╭─ 読解テキスト
福山 潤×宮野真守×水樹奈々、信頼できる仲間だからこそ明かせる“本当の自分”

水樹奈々の撮影を行っているときのこと。足を台に乗せたままにするか、床に降ろすか、カメラマンと相談している様子を見ていた福山 潤が、「床につけないほうがいいんじゃない? 怪盗団なだけに、足がつくとまずいよね」とダジャレを言うも、現場は…。「ほらあ! わかったでしょ? じゅんじゅんのダシャレに対する、世間一般の人たちの反応はこうなんだって!」とすかさず突っ込む宮野真守と、大笑いする水樹。インタビューでも終始この調子で掛け合う、息ぴったりの3人の爆笑トークをお楽しみあれ!

撮影/川野結李歌 取材・文/とみたまい 制作/iD inc.

“カッコよすぎ”のダメ出しに「悪い気はしない(笑)」

4月7日から放送中のTVアニメ『PERSONA5 the Animation』。主人公の雨宮 蓮(声/福山 潤)が、坂本竜司(声/宮野真守)や高巻 杏(声/水樹奈々)らとともに「心の怪盗団」を結成して、大人たちの“歪んだ欲望”を盗んで改心させていく物語です。2016年9月にゲーム『ペルソナ5』がリリースされて、今回TVアニメとなりました。アニメ化を知ったときのお気持ちはいかがでしたか?
╰─
╭─ データ抜粋
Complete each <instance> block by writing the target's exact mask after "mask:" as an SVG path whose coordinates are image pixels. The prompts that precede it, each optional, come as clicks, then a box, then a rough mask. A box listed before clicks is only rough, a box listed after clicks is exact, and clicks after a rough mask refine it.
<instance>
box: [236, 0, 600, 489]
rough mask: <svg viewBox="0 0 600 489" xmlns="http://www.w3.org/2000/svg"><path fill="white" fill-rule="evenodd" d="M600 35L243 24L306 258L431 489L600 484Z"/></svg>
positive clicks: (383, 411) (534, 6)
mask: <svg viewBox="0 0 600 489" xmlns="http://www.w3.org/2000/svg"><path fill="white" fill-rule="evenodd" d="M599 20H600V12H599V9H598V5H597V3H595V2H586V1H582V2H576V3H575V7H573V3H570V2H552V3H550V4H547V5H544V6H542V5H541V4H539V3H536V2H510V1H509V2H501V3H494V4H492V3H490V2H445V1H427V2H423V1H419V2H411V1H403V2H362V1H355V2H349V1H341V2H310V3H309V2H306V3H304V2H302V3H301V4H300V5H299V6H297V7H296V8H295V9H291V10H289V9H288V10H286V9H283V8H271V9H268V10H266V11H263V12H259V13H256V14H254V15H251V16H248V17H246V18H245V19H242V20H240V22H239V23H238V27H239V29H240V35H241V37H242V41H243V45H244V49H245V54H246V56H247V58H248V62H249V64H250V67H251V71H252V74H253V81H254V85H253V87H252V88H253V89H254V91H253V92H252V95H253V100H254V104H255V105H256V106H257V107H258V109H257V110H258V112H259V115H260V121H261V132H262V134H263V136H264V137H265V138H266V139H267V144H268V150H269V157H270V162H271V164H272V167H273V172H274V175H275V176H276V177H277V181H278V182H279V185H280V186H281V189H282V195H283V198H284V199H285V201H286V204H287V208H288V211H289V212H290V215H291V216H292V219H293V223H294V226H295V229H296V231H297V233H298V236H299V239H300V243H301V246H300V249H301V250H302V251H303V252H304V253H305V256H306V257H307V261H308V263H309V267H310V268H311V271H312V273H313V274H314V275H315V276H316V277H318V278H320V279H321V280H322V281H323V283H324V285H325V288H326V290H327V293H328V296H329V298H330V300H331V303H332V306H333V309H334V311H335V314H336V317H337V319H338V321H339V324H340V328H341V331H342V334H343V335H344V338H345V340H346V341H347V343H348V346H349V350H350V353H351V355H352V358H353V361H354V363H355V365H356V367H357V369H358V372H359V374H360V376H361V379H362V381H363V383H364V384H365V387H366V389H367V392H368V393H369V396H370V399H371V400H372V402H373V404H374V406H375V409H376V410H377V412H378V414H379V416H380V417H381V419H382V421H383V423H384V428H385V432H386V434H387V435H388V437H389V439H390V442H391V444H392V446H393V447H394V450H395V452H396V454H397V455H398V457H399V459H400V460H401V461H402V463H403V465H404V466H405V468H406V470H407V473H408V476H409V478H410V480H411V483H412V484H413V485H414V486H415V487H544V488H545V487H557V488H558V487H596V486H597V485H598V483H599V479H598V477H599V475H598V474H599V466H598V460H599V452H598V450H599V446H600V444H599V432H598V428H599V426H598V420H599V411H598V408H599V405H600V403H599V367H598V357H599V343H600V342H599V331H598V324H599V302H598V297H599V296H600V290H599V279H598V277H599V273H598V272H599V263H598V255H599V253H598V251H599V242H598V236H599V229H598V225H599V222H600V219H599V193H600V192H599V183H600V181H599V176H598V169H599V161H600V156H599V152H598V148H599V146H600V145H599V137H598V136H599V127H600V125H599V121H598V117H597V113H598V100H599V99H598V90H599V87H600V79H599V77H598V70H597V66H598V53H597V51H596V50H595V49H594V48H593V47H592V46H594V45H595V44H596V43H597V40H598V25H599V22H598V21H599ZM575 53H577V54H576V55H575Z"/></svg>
╰─
> _課題について_
次の1.〜3.の記述は、インタビュー記事の内容と合っていますか? それぞれ「はい」か「いいえ」で答え、判断の決め手となる記事の言葉をそのまま引用してください。
1. 撮影中、福山 潤は「怪盗団なだけに、足がつくとまずいよね」というダジャレを言った。
2. TVアニメ『PERSONA5 the Animation』は4月7日から放送されている。
3. 高巻 杏の声を担当しているのは宮野真守である。
一覧はこの課題には一切関係しません。

> _この課題の解答_
1. はい。『福山 潤が、「床につけないほうがいいんじゃない? 怪盗団なだけに、足がつくとまずいよね」とダジャレを言う』
2. はい。『4月7日から放送中のTVアニメ『PERSONA5 the Animation』』
3. いいえ。『高巻 杏(声/水樹奈々)』